## Exercise passage
::::
Norovirus closes ward at West Suffolk Hospital
Ward G8 at West Suffolk Hospital has today (8 March) closed to new admissions after patients showed symptoms of norovirus.
A total of eight patients have shown symptoms of the highly contagious diarrhoea and vomiting virus.
Anyone visiting has been urged to take extra care to wash their hands with soap and water when arriving and leaving the ward, while anyone who has shown symptoms of the virus has been asked to stay away.
Rowan Procter, interim chief nurse at the hospital, said: “Norovirus is very infectious and every year there are cases in the community which transfer to the hospital. Because the virus has an incubation period of a few days, people are often unaware that they are carrying it until after they have passed it on.
“We would advise anyone who has had diarrhoea or vomiting to stay away from the hospital for at least 48 hours after they have recovered, even if they feel better. Otherwise they run the risk of unknowingly passing the highly contagious illness on to someone who is already sick.
“Anyone who visits the hospital should be vigilant and take care to clean their hands. If they are visiting the affected ward, they should use soap and water when they arrive and before they leave as the alcohol gel is not effective against this virus.”
::::
## Actions to take
**a)** Can you duplicate part of the norovirus ward closure report word for word, starting at "Anyone visiting has" and ending at "to stay away."?
**b)** Pick up the norovirus ward closure report from its last sentence and keep it going.

Point-per-instance localization data:
::::
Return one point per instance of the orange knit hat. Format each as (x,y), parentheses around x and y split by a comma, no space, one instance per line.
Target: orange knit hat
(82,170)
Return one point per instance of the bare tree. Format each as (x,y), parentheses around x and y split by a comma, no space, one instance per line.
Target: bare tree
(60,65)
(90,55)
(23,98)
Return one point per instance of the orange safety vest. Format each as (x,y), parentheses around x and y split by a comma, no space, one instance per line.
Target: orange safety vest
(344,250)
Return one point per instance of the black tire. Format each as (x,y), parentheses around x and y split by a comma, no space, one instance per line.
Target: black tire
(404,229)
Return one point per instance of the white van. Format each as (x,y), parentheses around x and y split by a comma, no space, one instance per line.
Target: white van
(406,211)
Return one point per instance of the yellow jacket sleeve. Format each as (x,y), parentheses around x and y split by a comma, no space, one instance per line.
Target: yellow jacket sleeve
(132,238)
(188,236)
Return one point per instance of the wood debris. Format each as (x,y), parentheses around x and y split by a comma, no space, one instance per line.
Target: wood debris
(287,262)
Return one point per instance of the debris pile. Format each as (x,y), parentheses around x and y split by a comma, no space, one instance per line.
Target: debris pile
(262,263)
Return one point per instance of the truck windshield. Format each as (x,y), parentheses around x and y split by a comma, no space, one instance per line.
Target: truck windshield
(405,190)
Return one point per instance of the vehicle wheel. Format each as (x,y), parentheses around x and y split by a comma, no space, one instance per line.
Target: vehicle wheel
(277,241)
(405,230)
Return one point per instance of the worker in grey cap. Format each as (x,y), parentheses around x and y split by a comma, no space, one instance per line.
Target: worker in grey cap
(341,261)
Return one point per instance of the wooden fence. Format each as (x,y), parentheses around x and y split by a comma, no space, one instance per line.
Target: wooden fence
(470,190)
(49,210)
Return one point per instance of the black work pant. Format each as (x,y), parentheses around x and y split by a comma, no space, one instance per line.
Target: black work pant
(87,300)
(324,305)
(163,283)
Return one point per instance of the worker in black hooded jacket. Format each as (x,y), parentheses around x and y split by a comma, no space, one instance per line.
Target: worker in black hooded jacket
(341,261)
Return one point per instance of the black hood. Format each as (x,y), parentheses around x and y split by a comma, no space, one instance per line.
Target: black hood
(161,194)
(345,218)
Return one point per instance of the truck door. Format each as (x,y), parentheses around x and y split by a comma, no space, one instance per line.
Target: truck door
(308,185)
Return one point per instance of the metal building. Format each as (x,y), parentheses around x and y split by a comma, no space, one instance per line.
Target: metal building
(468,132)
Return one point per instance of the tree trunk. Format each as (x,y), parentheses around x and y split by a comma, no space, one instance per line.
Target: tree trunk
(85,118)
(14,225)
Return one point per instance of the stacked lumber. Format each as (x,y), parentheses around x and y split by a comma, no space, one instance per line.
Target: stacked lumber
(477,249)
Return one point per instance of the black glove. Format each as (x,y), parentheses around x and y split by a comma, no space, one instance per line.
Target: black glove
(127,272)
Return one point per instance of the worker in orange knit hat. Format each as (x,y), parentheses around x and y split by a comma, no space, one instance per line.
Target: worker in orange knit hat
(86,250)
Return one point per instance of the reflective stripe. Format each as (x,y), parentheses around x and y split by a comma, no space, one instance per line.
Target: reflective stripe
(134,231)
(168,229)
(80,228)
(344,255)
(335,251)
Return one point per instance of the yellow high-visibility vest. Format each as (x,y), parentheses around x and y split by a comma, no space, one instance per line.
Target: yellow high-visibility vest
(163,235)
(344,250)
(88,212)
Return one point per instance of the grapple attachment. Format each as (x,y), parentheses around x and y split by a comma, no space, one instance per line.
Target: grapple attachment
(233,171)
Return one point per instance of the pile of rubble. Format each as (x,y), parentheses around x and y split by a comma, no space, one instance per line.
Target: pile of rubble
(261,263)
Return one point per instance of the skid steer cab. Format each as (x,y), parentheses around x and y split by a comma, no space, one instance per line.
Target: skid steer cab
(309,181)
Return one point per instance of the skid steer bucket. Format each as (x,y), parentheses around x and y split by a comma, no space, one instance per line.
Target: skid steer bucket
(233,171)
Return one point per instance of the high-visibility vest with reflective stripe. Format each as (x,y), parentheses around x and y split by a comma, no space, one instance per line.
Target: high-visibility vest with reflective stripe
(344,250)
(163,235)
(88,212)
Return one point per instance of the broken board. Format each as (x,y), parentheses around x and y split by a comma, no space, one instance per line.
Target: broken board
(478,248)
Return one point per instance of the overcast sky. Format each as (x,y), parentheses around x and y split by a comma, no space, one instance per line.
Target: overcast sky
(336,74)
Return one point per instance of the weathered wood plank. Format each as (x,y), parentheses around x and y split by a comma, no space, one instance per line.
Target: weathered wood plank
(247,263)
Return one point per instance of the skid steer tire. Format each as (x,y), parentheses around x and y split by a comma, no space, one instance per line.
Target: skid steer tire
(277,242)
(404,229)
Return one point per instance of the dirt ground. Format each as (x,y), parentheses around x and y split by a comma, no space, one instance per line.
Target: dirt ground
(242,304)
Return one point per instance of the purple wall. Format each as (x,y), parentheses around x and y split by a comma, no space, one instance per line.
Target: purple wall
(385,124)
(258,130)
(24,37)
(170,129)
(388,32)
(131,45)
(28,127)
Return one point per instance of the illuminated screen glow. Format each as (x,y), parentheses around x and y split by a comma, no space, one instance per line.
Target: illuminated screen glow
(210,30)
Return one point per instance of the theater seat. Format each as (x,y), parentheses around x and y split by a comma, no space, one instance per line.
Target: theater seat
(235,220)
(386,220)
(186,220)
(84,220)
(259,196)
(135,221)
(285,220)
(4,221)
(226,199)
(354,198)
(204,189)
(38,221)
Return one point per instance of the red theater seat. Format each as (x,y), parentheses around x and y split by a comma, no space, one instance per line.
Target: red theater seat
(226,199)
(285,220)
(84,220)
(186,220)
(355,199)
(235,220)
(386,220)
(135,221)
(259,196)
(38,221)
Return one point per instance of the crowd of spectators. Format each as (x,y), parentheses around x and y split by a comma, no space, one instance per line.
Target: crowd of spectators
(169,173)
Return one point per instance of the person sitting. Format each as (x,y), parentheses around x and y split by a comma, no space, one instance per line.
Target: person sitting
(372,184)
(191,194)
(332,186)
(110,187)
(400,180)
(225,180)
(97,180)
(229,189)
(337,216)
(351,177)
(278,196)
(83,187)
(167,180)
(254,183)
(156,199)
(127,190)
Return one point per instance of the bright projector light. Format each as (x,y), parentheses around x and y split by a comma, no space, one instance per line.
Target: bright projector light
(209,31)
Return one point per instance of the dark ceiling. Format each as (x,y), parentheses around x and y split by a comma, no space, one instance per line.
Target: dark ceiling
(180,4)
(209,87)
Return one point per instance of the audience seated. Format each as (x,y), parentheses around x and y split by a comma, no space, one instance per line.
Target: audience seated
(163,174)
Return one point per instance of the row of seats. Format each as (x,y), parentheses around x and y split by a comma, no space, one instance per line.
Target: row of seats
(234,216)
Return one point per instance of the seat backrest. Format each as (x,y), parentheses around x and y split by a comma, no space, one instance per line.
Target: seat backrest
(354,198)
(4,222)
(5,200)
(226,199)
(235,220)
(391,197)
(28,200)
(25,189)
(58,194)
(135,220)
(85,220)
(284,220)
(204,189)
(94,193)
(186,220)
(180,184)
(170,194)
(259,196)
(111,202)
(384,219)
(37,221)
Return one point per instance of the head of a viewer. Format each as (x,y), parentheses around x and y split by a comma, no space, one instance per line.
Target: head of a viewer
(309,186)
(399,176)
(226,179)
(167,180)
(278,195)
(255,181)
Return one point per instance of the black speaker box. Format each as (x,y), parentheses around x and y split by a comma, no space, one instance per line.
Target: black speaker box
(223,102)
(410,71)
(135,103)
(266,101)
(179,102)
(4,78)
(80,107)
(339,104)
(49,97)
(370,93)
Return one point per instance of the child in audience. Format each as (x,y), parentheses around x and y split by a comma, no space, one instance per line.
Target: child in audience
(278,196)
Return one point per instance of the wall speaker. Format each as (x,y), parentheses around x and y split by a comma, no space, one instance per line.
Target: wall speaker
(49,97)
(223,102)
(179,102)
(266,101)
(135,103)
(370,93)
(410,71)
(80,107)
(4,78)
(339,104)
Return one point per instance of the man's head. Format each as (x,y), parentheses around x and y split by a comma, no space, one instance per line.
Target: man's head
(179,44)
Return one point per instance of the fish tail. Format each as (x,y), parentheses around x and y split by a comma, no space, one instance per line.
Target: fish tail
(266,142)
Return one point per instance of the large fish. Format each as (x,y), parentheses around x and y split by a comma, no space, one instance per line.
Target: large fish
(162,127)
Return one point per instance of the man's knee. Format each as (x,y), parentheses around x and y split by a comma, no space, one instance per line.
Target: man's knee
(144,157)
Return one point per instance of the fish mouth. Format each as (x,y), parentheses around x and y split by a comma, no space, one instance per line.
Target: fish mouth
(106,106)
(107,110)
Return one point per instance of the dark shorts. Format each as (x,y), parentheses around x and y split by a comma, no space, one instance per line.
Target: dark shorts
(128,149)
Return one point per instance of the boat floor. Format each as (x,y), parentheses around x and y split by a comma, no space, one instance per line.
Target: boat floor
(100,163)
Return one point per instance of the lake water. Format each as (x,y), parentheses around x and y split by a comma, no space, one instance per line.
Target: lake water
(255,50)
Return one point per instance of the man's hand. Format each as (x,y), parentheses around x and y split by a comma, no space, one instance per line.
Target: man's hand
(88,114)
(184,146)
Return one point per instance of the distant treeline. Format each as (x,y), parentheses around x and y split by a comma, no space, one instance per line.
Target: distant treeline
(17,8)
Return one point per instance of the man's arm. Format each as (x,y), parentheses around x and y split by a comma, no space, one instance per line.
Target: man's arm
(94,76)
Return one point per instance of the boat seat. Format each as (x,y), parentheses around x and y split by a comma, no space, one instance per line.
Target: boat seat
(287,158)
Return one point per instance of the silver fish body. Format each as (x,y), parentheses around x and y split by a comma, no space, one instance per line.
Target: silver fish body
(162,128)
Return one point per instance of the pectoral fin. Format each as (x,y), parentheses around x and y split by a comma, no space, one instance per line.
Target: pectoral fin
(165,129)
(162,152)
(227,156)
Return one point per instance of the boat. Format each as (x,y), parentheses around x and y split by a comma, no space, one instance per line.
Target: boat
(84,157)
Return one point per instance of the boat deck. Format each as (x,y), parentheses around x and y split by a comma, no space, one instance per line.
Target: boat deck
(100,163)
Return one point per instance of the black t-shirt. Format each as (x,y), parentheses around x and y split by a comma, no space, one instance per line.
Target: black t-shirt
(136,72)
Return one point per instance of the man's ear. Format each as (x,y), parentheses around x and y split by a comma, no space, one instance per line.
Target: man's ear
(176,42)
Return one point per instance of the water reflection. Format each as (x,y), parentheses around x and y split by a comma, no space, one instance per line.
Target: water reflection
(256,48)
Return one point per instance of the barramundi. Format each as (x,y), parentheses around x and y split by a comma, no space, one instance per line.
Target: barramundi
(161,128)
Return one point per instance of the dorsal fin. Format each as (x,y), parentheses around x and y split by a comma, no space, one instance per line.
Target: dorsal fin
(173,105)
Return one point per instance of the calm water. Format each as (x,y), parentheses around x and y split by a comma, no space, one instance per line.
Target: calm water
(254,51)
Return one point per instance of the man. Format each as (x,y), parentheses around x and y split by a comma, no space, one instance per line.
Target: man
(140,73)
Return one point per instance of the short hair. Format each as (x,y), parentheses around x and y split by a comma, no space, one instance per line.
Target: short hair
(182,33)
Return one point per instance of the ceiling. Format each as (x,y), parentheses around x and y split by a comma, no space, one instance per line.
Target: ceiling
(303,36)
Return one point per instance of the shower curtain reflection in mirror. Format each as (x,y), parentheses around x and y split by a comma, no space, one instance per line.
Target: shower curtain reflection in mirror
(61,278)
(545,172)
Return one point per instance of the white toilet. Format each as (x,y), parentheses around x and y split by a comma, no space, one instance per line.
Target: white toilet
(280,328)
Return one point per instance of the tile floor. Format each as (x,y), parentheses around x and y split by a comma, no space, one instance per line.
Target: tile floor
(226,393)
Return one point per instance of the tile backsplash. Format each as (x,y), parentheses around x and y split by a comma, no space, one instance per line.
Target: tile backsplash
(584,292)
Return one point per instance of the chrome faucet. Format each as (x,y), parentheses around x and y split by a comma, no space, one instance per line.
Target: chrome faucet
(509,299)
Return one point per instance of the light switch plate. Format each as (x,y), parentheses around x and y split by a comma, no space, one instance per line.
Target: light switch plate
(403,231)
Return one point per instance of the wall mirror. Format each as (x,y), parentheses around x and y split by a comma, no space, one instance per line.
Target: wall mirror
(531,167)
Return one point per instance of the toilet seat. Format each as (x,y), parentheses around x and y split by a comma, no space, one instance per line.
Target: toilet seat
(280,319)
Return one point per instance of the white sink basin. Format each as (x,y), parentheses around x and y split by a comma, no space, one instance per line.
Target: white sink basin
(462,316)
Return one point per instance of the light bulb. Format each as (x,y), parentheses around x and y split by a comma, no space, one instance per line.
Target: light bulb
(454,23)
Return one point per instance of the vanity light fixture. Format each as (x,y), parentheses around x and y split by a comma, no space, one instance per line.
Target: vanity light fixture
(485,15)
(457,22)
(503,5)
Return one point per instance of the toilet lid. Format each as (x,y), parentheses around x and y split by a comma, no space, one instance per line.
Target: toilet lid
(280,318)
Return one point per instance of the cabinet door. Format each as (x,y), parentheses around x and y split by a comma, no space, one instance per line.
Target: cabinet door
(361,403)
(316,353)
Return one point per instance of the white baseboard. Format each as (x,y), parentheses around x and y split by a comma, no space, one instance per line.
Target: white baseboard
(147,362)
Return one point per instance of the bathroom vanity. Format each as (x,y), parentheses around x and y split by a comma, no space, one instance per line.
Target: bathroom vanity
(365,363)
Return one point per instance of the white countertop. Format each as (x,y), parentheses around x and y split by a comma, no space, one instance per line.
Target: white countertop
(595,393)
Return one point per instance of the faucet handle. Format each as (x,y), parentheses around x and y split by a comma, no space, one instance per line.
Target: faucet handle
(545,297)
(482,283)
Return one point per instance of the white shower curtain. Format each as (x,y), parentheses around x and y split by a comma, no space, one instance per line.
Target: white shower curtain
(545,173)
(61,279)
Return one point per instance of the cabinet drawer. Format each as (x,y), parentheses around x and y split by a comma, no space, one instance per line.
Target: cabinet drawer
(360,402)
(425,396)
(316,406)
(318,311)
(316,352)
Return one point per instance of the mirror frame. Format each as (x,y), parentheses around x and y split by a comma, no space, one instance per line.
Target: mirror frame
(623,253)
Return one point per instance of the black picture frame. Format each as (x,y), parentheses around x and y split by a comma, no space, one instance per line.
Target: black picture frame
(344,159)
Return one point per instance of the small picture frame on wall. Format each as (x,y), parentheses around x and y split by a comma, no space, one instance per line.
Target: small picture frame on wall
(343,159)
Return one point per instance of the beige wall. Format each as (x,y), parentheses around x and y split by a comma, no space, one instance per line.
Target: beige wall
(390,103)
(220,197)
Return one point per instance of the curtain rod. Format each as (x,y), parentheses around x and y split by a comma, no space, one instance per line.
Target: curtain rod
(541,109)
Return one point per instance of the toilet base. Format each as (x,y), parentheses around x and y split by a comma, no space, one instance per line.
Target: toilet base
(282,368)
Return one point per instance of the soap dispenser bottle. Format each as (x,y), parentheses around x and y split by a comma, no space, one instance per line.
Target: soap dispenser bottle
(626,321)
::::
## Responses to the tasks
**a)**
Anyone visiting has been urged to take extra care to wash their hands with soap and water when arriving and leaving the ward, while anyone who has shown symptoms of the virus has been asked to stay away.

**b)**
Simple steps the public can take to help stop norovirus spreading include:
* Washing hands frequently and thoroughly with soap and warm water, particularly after using the toilet and before preparing food.
* Disinfecting any surfaces or objects that could be contaminated with norovirus using a bleach-based household cleaner.
* Flushing the toilet after use and keep the surrounding area clean and hygienic.
* Washing any clothing or linen which could have become contaminated using hot, soapy water.
Anyone who has norovirus should rest and drink plenty of non-caffeinated drinks to avoid dehydration. Although people should recover naturally at home with no specific treatment, over the counter medicines such as paracetamol can help relieve symptoms.
Those who are worried about their symptoms or are at greater risk of dehydration from diarrhoea and vomiting, such as young children or older people, should ring NHS 111 or visit their local pharmacist for advice.